Assignment: Everything from the line containing "Please mark the oryx hoof" through the last line of the material must be restated word for word, and only that.
┄┄┄┄┄┄
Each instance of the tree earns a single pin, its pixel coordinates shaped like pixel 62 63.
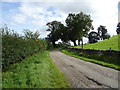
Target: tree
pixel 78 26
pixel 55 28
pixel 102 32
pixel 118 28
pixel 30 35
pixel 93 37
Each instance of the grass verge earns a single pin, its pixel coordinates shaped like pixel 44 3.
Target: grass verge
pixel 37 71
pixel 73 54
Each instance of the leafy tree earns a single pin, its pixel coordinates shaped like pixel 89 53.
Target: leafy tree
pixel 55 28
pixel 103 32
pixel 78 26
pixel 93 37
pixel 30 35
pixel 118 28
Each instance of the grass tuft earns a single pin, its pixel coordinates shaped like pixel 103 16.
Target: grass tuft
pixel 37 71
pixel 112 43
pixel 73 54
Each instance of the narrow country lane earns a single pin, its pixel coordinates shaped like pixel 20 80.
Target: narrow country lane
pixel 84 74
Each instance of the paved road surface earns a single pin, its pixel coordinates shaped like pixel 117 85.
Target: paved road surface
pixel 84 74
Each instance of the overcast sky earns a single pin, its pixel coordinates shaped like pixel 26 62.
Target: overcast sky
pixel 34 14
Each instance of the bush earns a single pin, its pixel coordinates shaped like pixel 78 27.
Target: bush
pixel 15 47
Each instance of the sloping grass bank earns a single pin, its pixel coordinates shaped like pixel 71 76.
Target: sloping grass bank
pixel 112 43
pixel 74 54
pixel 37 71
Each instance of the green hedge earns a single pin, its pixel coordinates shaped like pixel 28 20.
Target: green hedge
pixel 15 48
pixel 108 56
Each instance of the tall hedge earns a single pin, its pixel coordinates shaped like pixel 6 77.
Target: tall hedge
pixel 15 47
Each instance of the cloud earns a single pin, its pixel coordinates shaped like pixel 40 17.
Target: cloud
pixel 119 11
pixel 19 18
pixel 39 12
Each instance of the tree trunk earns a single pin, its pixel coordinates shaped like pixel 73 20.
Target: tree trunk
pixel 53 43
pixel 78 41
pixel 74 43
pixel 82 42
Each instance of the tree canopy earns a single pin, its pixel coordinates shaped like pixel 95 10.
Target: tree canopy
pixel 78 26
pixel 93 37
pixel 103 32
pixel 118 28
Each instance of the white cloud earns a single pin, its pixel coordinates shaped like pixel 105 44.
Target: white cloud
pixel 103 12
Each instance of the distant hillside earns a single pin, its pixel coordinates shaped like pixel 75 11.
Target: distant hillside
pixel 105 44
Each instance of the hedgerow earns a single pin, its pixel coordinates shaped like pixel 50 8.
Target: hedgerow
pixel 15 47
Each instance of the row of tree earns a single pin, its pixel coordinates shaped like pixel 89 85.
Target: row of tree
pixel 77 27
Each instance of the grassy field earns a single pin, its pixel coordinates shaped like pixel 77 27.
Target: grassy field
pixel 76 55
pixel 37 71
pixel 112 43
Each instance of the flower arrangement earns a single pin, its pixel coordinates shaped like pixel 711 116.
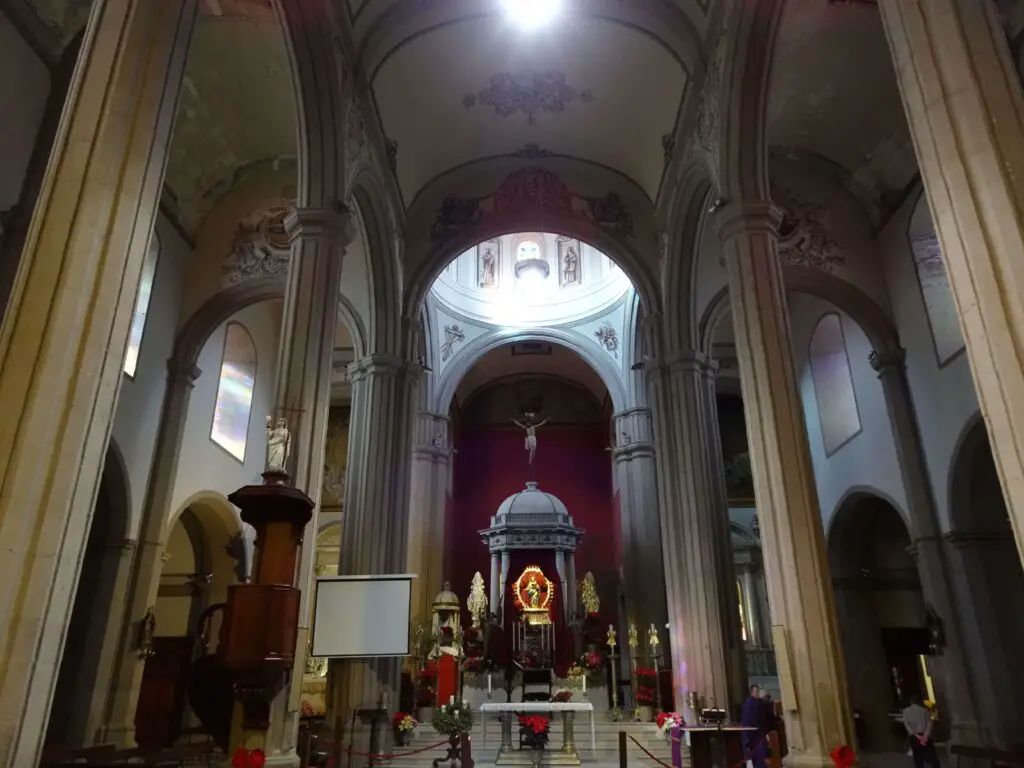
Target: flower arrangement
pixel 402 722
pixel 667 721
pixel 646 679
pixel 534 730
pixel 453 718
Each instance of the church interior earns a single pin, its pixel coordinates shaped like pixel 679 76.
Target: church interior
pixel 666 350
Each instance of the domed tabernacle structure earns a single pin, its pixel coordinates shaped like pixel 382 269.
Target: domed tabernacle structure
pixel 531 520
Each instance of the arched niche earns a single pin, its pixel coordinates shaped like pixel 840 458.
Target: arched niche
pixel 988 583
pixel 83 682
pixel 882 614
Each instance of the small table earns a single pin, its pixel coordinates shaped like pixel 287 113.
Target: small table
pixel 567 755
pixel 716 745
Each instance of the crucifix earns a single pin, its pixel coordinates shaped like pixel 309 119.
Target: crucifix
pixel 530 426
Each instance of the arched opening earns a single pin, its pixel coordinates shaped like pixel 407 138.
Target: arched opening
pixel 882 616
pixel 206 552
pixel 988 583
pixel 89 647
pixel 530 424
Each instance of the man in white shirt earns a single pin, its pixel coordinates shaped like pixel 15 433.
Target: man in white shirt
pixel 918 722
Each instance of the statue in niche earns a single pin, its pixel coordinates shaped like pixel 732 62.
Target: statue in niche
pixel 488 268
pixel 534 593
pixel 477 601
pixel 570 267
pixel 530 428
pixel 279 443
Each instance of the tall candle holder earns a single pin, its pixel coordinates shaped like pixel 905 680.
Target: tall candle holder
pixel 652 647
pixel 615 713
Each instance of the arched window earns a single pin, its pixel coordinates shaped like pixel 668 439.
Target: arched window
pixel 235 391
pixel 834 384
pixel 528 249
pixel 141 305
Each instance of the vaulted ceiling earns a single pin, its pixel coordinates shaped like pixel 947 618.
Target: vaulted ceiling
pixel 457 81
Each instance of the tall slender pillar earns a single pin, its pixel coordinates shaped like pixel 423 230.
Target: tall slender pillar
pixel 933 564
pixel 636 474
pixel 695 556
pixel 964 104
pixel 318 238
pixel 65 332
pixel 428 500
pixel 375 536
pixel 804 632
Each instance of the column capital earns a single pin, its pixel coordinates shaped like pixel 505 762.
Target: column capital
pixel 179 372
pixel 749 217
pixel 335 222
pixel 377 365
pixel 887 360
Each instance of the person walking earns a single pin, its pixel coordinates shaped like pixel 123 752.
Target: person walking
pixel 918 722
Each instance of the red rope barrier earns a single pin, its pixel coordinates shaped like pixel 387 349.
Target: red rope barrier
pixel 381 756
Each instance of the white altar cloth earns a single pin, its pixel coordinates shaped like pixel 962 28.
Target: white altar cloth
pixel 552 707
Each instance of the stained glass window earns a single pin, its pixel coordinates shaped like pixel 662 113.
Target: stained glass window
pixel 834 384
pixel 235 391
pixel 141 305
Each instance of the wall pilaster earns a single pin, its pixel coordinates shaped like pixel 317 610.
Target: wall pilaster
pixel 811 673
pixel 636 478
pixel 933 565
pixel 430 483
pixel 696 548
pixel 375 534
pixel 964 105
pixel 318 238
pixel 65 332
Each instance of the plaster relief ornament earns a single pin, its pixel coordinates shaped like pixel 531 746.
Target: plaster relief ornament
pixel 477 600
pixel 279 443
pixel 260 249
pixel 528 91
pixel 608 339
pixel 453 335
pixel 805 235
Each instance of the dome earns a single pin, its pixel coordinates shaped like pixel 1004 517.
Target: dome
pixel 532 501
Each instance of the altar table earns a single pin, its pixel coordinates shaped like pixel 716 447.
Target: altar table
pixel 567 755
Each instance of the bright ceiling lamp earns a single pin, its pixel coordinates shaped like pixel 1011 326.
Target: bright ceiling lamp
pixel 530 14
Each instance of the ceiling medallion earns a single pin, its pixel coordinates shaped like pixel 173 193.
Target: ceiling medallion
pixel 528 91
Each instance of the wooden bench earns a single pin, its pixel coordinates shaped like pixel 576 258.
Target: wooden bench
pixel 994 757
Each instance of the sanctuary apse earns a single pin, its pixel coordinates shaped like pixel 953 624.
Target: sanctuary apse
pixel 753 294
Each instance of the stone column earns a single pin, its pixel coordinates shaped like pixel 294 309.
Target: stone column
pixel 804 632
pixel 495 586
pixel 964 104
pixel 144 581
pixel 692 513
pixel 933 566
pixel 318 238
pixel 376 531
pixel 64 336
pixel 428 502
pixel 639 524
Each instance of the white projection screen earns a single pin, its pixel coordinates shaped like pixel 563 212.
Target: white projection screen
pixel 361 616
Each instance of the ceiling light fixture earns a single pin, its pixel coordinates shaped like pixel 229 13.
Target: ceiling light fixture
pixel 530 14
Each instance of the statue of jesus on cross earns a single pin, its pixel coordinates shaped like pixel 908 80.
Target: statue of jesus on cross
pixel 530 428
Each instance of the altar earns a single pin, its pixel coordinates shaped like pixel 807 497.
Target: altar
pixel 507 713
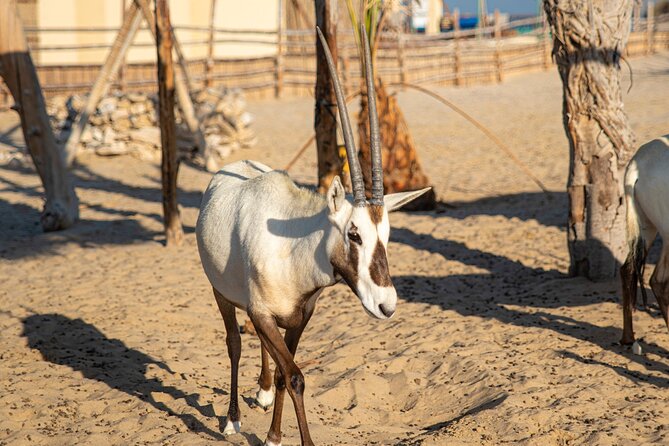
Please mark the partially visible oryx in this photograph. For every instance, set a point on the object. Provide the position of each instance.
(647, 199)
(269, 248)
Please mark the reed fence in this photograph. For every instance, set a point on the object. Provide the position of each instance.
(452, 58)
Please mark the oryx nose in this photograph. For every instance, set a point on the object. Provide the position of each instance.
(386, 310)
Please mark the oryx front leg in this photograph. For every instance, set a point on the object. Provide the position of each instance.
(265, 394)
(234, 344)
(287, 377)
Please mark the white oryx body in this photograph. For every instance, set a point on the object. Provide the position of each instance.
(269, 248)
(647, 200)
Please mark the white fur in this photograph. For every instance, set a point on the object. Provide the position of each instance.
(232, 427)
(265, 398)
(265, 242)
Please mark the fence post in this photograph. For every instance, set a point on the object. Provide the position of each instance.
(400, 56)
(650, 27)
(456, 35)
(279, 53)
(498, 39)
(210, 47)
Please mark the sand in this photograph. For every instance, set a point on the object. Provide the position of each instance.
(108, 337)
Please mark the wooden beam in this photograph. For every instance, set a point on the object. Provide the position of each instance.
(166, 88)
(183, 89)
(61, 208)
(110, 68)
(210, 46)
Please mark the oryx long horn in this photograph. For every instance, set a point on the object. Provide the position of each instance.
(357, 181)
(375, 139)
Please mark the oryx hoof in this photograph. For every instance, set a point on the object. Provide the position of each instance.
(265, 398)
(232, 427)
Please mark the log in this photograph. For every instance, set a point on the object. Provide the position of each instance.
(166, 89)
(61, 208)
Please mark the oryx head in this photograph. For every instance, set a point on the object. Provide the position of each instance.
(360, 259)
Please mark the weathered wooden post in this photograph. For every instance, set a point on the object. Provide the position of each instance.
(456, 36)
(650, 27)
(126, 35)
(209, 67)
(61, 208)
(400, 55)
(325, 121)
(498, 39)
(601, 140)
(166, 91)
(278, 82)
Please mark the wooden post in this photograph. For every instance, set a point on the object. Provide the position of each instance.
┄┄┄┄┄┄
Solution to this exercise:
Please mark the oryx hoof in this photograph. For every instance, set a point on the object. Provide the position of each instance.
(265, 398)
(232, 427)
Please mark the log in this photograph. For every instance, set a point on the object. Provide the position of each instance.
(166, 89)
(61, 208)
Please mark the oryx head in this photograph. For every instance, set a point on the object. Provide the position of each instance.
(360, 259)
Please mark the weathered wooden post in this photograph. For every instance, set a point on the object. Provide the position of each instance.
(456, 36)
(650, 27)
(126, 35)
(209, 67)
(61, 208)
(400, 55)
(325, 121)
(498, 39)
(601, 140)
(166, 91)
(278, 82)
Please mark the wooden post in this photograph. For every instance, set a point on the object. Provide the position of each instance.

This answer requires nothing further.